● Task brief
Transcribe everything in the records, dropping and changing nothing.

● Records for the task
====

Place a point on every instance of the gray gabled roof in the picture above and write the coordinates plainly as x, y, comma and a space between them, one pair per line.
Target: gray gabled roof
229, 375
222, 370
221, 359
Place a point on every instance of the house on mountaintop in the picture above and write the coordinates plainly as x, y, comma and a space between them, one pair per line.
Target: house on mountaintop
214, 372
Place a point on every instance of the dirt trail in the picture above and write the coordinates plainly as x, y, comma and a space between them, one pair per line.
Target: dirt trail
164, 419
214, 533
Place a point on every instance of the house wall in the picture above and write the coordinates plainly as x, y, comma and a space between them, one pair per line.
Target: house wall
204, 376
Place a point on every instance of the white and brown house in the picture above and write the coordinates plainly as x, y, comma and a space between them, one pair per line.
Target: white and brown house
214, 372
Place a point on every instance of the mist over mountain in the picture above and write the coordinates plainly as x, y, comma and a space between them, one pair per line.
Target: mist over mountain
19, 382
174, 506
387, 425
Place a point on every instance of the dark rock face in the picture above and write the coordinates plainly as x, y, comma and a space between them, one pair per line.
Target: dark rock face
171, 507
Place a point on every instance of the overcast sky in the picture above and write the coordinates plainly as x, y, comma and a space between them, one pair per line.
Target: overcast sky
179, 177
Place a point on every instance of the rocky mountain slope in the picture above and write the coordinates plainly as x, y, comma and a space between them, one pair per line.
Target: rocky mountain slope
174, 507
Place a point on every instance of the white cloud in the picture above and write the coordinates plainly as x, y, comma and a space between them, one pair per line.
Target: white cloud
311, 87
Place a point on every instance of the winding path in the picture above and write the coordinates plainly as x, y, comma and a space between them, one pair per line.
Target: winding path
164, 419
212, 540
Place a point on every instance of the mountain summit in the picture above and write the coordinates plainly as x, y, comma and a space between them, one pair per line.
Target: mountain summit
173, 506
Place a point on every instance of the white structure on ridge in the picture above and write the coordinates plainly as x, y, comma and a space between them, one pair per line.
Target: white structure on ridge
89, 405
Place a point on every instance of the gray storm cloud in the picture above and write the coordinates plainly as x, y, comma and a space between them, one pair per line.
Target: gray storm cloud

====

● Reply to the exercise
Place a point on every instance of the gray gabled roof in the picture above and write the coordinates plainly as x, y, comma and a space between them, one pair per line.
Target: gray gabled roof
229, 375
222, 370
221, 359
Place a point on every instance of the house on mountaintop in the picture above and write the coordinates plainly as x, y, comma and a space between them, one pair per line.
Target: house on mountaintop
214, 372
Place a point on every instance of the dirt trail in the picture above and write the coordinates plainly as x, y, comma and a space between them, one pair per line.
Target: dirt trail
164, 419
214, 533
Place a point on every instance of the house wall in the picture above and write the coordinates plainly as x, y, comma and a space between them, one pair per line.
Target: house wall
204, 376
Place a point on every instance of the white and brown house in the picture above and write the coordinates plainly as x, y, comma and a space between them, one pair per line.
Target: white and brown house
214, 372
Place a point on every instance of the mist over mountain in the picture above and write the coordinates plainly as x, y, comma and a space between them, one pair per line.
Target: mist over mountain
19, 382
174, 506
387, 425
Place a point on every instance of the dark rock face in the picture above and write the coordinates plainly as x, y, comma and a space between them, one pair per line.
Target: dark rock face
171, 507
Place a point on every instance of the overcast sky in the picture above and write the coordinates plainly as x, y, comma and a space between them, one pair per line.
Target: overcast sky
179, 177
Place a point on every instance of the rocky mountain slope in the picture above and write the coordinates plainly as x, y, comma and a space between them, one pair per line.
Target: rocky mountain slope
174, 507
Place a point on every instance of the white cloud in the picture above and write the coordinates plainly as x, y, comma and a space between them, one pair per line.
Target: white cloud
311, 87
Place a point on every instance of the winding path in the picture above and write the coordinates plainly as x, y, comma and a space between them, one pair per line.
Target: winding path
164, 419
212, 540
Place a point on every instance of the mountain summit in the picture above and write the coordinates plainly as x, y, comma and a space between them, one pair per line.
Target: mountain summit
173, 506
Place a point on every instance of the white structure on ridge in the picture above and write the coordinates plainly as x, y, comma and a space between them, one pair per line.
Target: white structure on ridge
89, 405
Place a point on every instance of the gray storm cloud in the picture above and write the coordinates plainly as x, y, comma and a space between them, one pair per line.
Target: gray storm cloud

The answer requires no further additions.